┌──

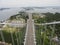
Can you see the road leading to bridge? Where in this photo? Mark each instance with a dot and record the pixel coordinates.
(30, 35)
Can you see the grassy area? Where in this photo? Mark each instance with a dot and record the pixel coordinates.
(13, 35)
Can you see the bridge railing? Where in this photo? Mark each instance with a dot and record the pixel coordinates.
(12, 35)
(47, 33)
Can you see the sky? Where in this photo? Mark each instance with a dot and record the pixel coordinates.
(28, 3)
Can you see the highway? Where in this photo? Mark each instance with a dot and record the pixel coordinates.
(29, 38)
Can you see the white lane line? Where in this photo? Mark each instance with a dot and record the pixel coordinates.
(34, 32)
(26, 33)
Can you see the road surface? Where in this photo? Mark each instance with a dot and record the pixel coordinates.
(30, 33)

└──
┌──

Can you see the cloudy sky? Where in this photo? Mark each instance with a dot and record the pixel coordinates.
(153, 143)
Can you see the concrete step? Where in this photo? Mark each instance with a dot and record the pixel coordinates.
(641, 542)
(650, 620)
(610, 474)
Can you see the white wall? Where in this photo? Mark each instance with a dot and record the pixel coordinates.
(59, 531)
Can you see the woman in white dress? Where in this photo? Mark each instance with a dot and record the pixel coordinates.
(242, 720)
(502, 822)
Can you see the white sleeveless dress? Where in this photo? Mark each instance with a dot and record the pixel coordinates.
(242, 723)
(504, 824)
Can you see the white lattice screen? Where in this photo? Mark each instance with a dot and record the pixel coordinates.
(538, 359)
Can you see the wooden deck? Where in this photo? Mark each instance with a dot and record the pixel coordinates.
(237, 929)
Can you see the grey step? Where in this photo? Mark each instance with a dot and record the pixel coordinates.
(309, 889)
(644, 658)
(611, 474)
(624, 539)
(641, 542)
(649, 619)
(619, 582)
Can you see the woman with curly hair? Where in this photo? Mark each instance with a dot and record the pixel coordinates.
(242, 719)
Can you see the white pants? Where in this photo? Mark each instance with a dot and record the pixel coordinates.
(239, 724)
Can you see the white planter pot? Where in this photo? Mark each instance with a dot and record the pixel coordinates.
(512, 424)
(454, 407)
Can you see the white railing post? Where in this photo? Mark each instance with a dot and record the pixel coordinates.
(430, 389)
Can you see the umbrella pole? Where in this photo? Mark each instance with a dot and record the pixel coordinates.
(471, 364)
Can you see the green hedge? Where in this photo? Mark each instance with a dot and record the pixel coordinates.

└──
┌──

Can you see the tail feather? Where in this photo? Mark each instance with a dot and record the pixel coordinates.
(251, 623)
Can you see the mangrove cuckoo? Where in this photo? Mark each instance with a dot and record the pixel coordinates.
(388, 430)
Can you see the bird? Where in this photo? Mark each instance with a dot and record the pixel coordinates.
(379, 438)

└──

__SET PROBLEM__
Which lines in the material above contain the string "railing"? Copy out each of them.

__ANSWER__
Can you see the bridge railing? Where in this photo? Mark each instance with a dot and record the pixel coordinates.
Can you see the white railing post? Where in this photo? Mark each instance with a dot and record the pixel coordinates.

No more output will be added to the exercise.